Hoe te gedragen als toerist in een wereldstad
Inleiding
De zomervakantie is eindelijk weer in zicht! Na een lang jaar hard werken kunnen we er bijna weer eventjes tussen uit. Zoals ieder jaar zullen een paar miljoen Nederlanders de warmere gebieden opzoeken. Ook een groot aantal van jullie zal een stedentrip gaan ondernemen. Rome, Londen, Parijs; stuk voor stuk prachtige plaatsen om te bezoeken. Maar deze metropolen liggen ook allemaal in het buitenland, wat betekent: een andere cultuur en gedragsregels. Het is als toerist handig om te weten wat je wel en vooral níet moet doen wanneer je deze steden bezoekt.

————————

OPGAVE A – Geef voor elk van de volgende beweringen aan of deze overeenkomt met de gegeven tekst, met ja of nee en het beslissende citaat. (i) Elk jaar zoeken een paar miljoen Nederlanders warmere gebieden op. (ii) Rome, Londen en Parijs liggen in Nederland. (iii) De wintervakantie is weer in zicht.

————————

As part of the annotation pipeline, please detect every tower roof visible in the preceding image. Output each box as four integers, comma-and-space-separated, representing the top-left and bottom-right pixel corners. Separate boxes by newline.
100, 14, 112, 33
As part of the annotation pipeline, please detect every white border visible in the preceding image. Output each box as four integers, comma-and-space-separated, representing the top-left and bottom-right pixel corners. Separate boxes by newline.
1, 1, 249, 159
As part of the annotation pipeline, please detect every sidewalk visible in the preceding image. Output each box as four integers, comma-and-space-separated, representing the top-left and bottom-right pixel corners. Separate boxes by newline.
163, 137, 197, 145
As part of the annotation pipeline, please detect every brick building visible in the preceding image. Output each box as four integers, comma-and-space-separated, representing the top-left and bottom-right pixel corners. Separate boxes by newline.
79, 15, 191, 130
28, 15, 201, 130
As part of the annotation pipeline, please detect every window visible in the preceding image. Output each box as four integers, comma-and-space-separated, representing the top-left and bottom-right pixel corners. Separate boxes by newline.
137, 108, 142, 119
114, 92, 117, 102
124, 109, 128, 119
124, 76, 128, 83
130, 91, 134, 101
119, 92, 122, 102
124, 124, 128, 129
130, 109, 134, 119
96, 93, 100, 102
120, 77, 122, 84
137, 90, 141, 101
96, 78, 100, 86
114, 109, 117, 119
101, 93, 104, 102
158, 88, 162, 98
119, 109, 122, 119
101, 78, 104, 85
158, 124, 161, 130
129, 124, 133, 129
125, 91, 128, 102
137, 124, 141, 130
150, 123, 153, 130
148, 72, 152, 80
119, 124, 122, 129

————————

OPGAVE B – Herschrijf het deel van de entries vanaf de regel met "As part of the annotation pipeline, please detect every window" tot en met het einde van de entries, met "window" vervangen door "door" en verder alles ongewijzigd. Geef alleen dat deel terug.

VOLLEDIG ANTWOORD A –
(i) Ja: "Zoals ieder jaar zullen een paar miljoen Nederlanders de warmere gebieden opzoeken."
(ii) Nee: "Maar deze metropolen liggen ook allemaal in het buitenland"
(iii) Nee: "De zomervakantie is eindelijk weer in zicht!"

VOLLEDIG ANTWOORD B –
As part of the annotation pipeline, please detect every door visible in the preceding image. Output each box as four integers, comma-and-space-separated, representing the top-left and bottom-right pixel corners. Separate boxes by newline.
137, 108, 142, 119
114, 92, 117, 102
124, 109, 128, 119
124, 76, 128, 83
130, 91, 134, 101
119, 92, 122, 102
124, 124, 128, 129
130, 109, 134, 119
96, 93, 100, 102
120, 77, 122, 84
137, 90, 141, 101
96, 78, 100, 86
114, 109, 117, 119
101, 93, 104, 102
158, 88, 162, 98
119, 109, 122, 119
101, 78, 104, 85
158, 124, 161, 130
129, 124, 133, 129
125, 91, 128, 102
137, 124, 141, 130
150, 123, 153, 130
148, 72, 152, 80
119, 124, 122, 129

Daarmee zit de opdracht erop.